:: WHAT TO PRODUCE ::
Can you output every line from the start of the lines below down to the one containing "[580,270,630,323]", inclusive, as a numbered list with blank lines omitted?

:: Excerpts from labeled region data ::

****************************************

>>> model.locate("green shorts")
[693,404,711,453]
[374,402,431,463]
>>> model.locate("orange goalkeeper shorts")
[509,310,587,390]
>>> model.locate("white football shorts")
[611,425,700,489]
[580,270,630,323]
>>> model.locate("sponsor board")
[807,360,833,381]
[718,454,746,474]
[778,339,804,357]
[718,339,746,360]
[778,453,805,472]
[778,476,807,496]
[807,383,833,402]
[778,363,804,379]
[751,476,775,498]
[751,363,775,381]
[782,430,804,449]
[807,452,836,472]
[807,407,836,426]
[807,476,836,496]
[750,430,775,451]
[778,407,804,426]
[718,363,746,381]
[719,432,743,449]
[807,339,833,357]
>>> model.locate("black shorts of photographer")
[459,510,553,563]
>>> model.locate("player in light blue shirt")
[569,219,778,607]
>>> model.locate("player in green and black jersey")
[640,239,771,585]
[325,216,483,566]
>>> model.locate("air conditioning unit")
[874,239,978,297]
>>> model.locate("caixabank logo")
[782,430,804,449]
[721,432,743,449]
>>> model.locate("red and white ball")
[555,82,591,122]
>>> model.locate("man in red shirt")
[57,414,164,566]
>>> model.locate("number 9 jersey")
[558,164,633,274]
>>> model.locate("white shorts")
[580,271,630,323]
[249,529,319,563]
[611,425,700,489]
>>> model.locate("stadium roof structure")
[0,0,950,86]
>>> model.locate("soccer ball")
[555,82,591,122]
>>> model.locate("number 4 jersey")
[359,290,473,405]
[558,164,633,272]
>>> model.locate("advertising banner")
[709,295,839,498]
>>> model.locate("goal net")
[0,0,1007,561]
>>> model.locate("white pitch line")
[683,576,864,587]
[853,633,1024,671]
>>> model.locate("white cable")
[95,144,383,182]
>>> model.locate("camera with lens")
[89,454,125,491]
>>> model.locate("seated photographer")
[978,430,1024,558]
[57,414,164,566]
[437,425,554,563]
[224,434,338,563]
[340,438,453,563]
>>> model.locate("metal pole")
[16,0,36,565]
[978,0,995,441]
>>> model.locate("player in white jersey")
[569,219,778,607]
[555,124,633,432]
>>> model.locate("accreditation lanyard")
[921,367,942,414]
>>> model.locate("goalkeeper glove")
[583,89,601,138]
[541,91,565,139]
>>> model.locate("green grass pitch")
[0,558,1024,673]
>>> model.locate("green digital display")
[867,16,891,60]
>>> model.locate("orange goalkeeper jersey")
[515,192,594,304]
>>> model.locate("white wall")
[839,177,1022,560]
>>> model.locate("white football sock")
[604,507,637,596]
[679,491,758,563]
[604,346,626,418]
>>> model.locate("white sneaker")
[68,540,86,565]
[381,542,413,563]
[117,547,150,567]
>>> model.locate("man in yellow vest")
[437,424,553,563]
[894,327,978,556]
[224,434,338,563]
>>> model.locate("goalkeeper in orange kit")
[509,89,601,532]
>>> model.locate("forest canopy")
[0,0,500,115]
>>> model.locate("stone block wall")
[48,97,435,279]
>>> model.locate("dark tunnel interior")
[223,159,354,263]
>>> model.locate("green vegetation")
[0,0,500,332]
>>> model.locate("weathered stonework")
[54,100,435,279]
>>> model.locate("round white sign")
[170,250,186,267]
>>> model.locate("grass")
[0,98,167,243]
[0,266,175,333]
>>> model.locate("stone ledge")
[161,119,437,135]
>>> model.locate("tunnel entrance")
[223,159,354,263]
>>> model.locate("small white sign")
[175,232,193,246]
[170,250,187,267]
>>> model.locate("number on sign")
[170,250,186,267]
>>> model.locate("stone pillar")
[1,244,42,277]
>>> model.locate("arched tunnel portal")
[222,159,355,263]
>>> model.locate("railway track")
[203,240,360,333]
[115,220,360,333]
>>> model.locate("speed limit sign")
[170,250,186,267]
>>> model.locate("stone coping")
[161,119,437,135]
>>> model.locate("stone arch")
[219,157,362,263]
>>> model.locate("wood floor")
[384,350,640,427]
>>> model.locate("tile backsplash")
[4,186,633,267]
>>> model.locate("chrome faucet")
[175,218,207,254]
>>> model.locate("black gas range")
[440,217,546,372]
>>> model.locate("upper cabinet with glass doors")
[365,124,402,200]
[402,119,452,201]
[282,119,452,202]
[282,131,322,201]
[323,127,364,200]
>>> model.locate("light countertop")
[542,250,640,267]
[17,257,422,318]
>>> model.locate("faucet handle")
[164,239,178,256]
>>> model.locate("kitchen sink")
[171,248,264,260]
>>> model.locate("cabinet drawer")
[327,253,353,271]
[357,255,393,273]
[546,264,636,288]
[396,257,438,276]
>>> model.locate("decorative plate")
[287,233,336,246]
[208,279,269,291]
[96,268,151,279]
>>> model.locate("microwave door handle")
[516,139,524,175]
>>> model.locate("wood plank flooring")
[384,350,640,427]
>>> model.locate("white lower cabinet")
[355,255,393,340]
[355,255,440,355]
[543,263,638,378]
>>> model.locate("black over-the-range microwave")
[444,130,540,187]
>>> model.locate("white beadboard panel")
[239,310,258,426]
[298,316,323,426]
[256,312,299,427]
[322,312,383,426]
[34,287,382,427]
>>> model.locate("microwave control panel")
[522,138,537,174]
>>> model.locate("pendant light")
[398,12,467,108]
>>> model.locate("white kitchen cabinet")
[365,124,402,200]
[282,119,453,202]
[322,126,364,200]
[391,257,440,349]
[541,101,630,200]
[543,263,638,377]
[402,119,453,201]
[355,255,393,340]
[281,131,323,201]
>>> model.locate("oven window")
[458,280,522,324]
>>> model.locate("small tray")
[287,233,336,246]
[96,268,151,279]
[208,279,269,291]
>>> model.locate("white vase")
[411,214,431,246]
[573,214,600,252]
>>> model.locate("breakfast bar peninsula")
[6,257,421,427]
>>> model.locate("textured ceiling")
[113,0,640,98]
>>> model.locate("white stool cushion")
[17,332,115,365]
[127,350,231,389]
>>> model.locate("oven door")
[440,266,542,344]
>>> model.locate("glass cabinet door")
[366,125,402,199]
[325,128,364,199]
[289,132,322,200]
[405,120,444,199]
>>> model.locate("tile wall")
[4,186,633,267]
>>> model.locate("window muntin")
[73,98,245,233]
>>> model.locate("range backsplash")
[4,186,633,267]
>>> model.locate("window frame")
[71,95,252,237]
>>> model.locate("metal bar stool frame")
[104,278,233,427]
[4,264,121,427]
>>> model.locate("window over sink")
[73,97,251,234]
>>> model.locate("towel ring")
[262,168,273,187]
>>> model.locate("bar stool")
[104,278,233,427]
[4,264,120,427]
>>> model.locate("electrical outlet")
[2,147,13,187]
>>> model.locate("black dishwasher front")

****************************************

:: WORKED ANSWER ::
1. >>> model.locate("green shorts")
2. [693,404,711,453]
3. [374,402,431,463]
4. >>> model.locate("orange goalkeeper shorts")
5. [509,310,587,390]
6. >>> model.locate("white football shorts")
7. [611,425,700,489]
8. [580,270,630,323]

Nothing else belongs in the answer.